Saved data entries:
☆ ☆ ☆ ☆
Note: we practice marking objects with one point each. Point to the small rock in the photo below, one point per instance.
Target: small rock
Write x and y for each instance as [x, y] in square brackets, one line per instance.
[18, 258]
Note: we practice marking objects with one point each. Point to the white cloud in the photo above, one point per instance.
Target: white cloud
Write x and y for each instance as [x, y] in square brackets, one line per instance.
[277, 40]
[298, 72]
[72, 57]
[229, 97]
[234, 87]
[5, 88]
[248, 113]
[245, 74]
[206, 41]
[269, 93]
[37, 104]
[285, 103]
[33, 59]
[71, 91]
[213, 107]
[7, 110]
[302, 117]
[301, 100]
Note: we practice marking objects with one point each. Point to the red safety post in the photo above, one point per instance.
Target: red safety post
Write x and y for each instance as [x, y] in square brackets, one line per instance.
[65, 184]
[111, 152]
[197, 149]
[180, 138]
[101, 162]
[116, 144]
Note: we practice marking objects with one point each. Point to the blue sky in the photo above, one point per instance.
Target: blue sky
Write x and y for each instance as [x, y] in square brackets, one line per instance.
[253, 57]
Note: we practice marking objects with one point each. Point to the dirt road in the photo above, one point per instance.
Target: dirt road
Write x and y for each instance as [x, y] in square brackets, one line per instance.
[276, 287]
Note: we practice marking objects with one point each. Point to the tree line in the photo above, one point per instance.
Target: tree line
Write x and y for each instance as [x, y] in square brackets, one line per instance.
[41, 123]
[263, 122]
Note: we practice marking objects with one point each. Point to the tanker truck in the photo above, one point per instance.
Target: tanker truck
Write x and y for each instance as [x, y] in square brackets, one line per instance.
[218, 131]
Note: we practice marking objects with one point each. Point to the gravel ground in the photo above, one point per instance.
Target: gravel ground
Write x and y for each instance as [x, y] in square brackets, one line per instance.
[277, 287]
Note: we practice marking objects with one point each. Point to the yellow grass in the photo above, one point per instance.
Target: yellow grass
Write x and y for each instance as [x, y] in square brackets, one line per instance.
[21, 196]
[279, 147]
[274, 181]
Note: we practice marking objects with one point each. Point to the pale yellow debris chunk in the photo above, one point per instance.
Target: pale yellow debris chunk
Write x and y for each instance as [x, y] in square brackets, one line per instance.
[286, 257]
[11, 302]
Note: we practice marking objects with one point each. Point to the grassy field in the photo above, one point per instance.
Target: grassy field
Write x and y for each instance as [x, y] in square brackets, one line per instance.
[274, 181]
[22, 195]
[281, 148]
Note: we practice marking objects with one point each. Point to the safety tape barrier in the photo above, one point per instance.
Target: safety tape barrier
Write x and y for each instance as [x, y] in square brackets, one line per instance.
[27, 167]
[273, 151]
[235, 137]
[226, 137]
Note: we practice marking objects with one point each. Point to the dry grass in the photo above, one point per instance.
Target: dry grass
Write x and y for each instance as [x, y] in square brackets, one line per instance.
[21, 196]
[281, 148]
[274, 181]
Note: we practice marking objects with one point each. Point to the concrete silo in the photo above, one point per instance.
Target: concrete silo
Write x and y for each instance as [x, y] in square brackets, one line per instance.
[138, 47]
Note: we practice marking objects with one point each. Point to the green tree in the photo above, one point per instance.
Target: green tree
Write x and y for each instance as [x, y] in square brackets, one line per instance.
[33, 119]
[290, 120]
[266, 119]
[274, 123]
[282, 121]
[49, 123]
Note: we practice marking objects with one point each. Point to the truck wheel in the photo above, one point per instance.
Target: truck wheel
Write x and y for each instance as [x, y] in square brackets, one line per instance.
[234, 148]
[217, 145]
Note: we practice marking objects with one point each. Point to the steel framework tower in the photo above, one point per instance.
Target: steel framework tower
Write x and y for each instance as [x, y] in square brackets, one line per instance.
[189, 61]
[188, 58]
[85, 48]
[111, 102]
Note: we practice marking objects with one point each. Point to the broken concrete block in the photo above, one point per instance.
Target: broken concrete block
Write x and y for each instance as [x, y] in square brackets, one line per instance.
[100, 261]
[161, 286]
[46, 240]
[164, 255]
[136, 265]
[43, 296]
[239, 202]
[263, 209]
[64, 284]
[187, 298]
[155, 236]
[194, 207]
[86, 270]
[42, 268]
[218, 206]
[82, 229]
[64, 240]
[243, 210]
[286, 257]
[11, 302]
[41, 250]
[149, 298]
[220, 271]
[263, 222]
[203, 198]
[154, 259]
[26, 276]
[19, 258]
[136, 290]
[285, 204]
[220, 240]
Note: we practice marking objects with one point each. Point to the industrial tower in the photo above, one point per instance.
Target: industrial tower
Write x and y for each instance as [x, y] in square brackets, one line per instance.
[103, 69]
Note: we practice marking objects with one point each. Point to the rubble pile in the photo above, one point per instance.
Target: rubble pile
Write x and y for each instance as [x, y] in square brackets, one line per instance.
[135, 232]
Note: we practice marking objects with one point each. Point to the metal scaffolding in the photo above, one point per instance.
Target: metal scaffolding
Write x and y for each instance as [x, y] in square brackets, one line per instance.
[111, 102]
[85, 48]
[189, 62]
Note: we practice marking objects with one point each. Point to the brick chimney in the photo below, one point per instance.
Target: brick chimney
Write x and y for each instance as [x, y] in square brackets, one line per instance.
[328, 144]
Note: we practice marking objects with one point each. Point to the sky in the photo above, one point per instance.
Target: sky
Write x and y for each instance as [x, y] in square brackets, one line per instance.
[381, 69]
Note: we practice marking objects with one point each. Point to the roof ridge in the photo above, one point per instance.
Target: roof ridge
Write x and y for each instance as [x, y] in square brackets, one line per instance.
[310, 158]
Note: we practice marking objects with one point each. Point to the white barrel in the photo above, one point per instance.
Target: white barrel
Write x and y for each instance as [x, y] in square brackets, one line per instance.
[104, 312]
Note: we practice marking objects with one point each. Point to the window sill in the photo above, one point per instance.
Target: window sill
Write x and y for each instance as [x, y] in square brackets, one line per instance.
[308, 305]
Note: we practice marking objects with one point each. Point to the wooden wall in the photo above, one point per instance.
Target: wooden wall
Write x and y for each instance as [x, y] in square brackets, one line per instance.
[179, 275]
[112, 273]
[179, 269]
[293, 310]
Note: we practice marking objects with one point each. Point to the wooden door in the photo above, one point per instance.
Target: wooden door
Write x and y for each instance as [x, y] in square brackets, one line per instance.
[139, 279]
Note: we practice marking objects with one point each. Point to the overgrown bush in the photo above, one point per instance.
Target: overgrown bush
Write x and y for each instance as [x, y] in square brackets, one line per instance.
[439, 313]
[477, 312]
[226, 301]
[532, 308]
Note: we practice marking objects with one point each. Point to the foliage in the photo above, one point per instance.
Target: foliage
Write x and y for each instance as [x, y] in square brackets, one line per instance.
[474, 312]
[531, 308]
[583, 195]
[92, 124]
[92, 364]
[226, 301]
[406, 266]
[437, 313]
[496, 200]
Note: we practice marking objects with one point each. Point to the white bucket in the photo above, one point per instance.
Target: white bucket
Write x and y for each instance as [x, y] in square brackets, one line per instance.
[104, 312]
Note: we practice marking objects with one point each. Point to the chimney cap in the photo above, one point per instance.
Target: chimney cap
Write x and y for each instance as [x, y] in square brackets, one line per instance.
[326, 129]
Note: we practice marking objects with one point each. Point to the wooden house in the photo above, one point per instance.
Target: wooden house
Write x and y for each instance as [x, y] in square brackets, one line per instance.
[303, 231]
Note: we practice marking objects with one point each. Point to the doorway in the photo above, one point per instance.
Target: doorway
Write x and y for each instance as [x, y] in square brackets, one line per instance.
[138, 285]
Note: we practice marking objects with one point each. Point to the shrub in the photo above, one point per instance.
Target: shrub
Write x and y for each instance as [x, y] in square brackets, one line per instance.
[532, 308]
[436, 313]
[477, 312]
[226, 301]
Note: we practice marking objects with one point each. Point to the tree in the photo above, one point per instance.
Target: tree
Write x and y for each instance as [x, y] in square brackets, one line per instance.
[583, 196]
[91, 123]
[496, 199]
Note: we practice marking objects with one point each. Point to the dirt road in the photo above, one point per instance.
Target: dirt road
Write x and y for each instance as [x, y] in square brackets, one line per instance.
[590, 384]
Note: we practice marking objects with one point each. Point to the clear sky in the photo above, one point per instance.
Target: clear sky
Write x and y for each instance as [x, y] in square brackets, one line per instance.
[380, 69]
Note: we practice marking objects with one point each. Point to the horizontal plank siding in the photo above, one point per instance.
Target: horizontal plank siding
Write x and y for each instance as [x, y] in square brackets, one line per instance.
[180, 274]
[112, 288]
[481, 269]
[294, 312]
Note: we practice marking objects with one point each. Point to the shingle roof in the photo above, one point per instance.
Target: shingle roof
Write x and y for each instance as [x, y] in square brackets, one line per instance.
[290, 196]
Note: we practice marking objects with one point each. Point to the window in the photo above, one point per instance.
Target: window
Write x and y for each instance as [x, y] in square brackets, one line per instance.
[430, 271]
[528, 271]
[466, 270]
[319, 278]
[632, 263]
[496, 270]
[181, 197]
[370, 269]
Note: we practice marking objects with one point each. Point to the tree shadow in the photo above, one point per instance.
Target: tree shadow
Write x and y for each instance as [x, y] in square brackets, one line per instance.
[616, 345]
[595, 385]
☆ ☆ ☆ ☆
# Assignment
Return each line of the entries that holds the string "below".

# Result
Note: we practice marking objects with one point each. Point to the small rock in the photo below, one point per instance.
Note: we practice marking objects with one point each. Point to the brick chimney in the photo below, one point per instance.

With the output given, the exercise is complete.